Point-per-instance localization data
=== Begin Enclosure ===

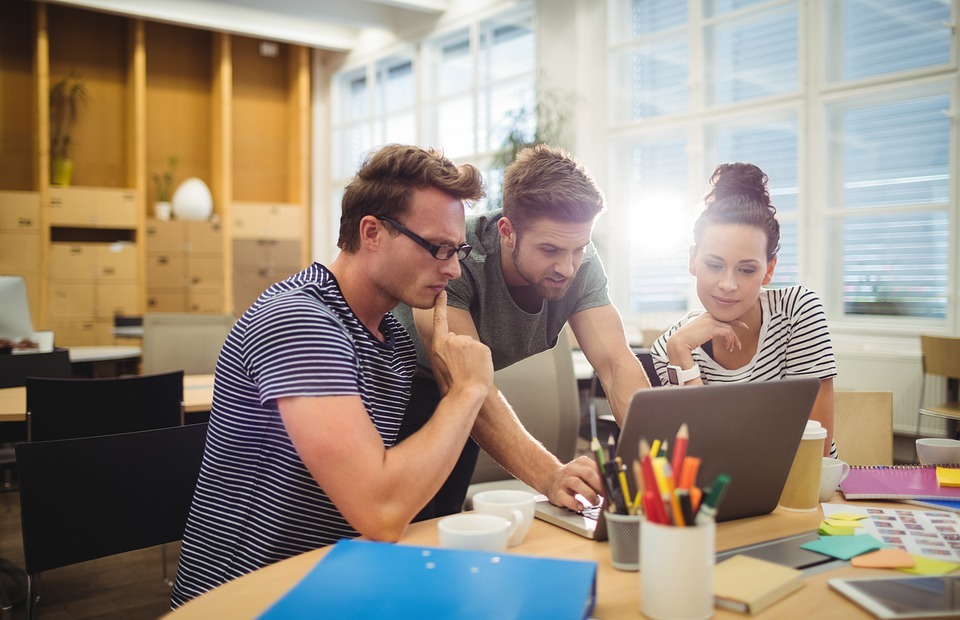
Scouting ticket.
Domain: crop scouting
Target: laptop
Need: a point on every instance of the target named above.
(749, 431)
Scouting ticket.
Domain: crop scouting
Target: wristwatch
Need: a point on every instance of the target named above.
(679, 376)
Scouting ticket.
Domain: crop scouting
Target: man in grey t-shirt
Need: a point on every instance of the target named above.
(533, 268)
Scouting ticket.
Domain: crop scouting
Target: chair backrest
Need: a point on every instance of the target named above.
(543, 391)
(81, 407)
(863, 427)
(183, 341)
(82, 499)
(14, 369)
(941, 355)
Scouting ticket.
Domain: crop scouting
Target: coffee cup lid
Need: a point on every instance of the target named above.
(814, 430)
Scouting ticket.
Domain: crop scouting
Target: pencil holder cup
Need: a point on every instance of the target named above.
(676, 571)
(623, 532)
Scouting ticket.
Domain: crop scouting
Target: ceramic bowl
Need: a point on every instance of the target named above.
(935, 451)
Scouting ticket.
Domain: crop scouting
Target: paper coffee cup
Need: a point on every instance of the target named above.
(801, 492)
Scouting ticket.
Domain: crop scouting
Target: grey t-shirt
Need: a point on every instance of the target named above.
(511, 333)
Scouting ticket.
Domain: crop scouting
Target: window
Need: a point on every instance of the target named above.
(472, 81)
(848, 107)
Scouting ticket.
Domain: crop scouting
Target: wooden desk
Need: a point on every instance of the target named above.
(197, 397)
(617, 591)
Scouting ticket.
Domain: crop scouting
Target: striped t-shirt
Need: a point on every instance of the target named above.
(794, 342)
(255, 501)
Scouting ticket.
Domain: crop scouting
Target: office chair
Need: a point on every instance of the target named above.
(543, 391)
(183, 341)
(83, 407)
(941, 358)
(137, 493)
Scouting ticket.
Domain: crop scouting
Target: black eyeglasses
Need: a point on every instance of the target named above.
(439, 252)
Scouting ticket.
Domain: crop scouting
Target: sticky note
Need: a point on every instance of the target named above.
(847, 516)
(828, 529)
(844, 547)
(948, 476)
(885, 558)
(929, 566)
(842, 522)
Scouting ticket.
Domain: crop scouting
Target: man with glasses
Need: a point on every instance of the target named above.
(312, 381)
(533, 268)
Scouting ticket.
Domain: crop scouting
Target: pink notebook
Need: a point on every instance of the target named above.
(896, 482)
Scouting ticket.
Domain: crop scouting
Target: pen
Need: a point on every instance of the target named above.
(680, 450)
(708, 509)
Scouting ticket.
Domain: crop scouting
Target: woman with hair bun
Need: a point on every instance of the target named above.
(746, 332)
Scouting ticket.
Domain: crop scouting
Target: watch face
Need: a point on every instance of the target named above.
(672, 375)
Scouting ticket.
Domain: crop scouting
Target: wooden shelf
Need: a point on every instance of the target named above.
(233, 117)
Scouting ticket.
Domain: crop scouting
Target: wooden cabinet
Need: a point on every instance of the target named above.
(231, 116)
(20, 242)
(185, 266)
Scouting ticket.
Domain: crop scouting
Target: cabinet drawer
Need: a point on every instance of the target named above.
(19, 211)
(71, 301)
(165, 271)
(73, 261)
(165, 237)
(19, 252)
(116, 299)
(167, 301)
(267, 221)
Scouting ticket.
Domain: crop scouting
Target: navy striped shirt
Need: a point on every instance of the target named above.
(256, 502)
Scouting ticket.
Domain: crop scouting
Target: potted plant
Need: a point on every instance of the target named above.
(164, 183)
(66, 96)
(542, 123)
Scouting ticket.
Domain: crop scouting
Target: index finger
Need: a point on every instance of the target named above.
(440, 329)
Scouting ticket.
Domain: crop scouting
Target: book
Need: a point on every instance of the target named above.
(951, 505)
(364, 579)
(749, 585)
(900, 482)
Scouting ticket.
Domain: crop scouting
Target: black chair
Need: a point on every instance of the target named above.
(136, 494)
(83, 407)
(14, 369)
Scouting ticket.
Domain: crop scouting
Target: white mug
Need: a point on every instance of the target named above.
(832, 474)
(514, 505)
(477, 532)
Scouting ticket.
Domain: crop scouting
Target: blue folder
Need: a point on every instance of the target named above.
(361, 579)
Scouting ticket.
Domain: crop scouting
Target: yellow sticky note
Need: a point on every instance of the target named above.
(928, 566)
(828, 529)
(948, 476)
(884, 558)
(847, 516)
(842, 523)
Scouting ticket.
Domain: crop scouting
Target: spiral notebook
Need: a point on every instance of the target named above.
(903, 482)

=== End Enclosure ===

What to produce:
Copy every line above that includes the string "wooden".

Output below:
Target: wooden desk
Target: wooden shelf
Target: wooden cabinet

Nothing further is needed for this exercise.